SOURCE PASSAGE:
%%
Drake and Chris Brown Go YOLO vs LEGGO at The Club
Rihanna—you’re not innocent here. Your beauty is driving these lightskinded ninjas CRAZY!
Dear Drake and Chris Brown
Rihanna is a beautiful young lady with really provocative tunes. If her real life matches up with the sultry words she floats over beats, I understand why y’all might go beast and lash out on one another on some ‘ol black-on-black crime type shit (hey: aren’t you guys too rich for black on black crime?).
But Drake: the streets are saying that you got the best of Chris Brown last night. Up in the club. Club W.I.Ps. I have to admit that I find this outcome rather shocking, like Peter Gabriel “Shock The Monkey” shocking. Yo, son, Breezy seems mad diesel and mad not in control of his emotions. You, Drake, you seem so calm and mellow and smooth like pancake syrup dripping onto a thong. I never would have expected you to raise up like that. I think people assumed you were soft because you were from Canada, but I think you just put Canada on the map as far as Thug Life goes.
%%
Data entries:
%%
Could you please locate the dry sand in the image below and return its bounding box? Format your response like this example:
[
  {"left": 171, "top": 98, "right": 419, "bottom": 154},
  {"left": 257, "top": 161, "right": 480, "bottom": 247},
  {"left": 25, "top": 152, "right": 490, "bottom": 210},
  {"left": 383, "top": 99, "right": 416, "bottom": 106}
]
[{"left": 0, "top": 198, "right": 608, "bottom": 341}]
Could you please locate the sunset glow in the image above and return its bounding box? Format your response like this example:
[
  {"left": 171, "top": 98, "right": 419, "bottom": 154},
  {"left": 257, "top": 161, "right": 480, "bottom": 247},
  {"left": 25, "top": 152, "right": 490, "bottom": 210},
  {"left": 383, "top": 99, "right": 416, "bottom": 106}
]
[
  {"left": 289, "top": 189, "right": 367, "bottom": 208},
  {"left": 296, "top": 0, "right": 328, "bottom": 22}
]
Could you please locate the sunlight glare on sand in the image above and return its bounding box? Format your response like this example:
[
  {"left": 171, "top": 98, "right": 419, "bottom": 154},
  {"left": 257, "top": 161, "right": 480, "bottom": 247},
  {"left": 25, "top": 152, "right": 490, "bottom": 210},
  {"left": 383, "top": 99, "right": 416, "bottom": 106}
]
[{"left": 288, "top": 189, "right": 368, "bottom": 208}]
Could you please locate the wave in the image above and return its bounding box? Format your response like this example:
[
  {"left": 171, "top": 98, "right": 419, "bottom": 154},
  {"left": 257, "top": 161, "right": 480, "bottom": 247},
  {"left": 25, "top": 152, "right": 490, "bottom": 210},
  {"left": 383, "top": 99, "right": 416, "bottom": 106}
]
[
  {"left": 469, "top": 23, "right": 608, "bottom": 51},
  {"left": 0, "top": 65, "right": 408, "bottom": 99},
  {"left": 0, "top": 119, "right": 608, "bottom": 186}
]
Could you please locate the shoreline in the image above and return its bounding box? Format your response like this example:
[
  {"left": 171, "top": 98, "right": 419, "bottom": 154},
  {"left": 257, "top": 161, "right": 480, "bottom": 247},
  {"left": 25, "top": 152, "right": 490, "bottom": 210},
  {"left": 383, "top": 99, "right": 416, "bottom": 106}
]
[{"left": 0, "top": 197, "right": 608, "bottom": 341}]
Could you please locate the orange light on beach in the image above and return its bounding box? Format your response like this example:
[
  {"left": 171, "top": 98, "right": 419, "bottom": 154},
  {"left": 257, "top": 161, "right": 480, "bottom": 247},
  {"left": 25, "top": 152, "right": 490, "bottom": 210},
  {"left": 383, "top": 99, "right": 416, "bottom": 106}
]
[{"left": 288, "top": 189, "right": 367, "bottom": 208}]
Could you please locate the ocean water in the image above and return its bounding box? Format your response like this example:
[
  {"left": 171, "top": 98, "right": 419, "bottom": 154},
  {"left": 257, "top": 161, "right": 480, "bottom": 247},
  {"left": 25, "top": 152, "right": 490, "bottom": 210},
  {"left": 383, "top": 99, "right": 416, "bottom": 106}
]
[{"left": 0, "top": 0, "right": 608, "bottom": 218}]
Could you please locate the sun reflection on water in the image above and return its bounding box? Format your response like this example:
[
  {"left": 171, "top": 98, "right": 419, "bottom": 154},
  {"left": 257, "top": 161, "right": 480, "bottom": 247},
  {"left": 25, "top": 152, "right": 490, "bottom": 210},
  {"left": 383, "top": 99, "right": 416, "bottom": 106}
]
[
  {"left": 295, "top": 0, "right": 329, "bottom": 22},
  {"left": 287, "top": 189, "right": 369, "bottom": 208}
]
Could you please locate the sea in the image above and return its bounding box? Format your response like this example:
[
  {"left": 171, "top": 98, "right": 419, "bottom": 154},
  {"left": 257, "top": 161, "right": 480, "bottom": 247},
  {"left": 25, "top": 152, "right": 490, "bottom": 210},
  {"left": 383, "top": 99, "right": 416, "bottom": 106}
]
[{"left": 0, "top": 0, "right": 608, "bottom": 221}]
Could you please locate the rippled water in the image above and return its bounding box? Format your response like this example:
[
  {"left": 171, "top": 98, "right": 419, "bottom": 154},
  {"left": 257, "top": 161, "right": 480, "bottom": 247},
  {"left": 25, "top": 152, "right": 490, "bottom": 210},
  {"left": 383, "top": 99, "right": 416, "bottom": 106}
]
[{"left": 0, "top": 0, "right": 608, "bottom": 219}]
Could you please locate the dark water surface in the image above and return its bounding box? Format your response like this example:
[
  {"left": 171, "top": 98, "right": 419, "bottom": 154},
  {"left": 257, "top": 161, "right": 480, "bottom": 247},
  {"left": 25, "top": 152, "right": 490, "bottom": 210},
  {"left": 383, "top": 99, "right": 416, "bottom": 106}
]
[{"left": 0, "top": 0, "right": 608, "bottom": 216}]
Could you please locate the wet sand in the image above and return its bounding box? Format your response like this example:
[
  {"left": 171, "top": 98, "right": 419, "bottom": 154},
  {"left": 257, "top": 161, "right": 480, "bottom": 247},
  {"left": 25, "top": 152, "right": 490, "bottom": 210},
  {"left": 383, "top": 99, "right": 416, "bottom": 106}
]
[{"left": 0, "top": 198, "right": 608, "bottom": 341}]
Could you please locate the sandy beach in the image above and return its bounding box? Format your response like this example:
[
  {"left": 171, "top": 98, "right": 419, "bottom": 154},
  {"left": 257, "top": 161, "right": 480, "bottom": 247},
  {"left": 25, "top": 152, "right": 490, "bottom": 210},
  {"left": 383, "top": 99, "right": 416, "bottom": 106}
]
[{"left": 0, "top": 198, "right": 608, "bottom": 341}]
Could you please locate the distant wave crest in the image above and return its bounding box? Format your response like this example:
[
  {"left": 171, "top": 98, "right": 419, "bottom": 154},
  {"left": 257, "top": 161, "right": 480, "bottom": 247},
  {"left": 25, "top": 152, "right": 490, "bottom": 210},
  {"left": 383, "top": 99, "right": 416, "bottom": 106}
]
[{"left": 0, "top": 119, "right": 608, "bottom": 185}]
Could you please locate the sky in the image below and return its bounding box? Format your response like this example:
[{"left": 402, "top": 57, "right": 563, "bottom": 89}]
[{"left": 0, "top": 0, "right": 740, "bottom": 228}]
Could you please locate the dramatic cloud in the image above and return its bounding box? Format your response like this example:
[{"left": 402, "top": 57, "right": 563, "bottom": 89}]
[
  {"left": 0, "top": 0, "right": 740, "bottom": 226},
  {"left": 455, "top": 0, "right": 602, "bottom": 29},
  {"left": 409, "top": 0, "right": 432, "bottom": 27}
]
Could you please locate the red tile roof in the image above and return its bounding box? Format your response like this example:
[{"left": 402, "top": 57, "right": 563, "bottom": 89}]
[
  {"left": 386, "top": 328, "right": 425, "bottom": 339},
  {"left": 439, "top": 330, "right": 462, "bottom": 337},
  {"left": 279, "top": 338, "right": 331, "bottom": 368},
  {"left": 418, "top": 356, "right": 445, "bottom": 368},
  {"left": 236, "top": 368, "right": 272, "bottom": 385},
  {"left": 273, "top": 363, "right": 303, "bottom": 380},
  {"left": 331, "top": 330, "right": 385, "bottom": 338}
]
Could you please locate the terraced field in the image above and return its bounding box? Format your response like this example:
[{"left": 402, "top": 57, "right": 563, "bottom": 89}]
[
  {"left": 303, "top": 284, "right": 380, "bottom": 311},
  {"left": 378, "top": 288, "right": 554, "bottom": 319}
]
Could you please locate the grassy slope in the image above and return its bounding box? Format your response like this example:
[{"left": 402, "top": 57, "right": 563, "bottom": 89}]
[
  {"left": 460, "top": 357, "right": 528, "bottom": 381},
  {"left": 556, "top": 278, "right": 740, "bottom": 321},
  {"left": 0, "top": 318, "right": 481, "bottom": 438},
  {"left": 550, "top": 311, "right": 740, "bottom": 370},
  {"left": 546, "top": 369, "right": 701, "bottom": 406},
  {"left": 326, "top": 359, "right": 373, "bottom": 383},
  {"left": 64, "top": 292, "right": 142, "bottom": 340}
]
%%
PROBLEMS:
a - List every name of a person that appears in the blog post, including nicknames.
b - Identify each line in the records that contains the word "water".

ANSWER LIST:
a - Drake, Chris Brown, Rihanna, Peter Gabriel, Breezy

b -
Could you please locate the ocean water in the image above and return its bounding box? Format your response like this example:
Could you please locate the sun reflection on water in the image above and return its bounding box? Format your response like this example:
Could you please locate the rippled water in the image above and return its bounding box? Format your response like this example:
Could you please locate the dark water surface in the image above and return its bounding box? Format your response like this example:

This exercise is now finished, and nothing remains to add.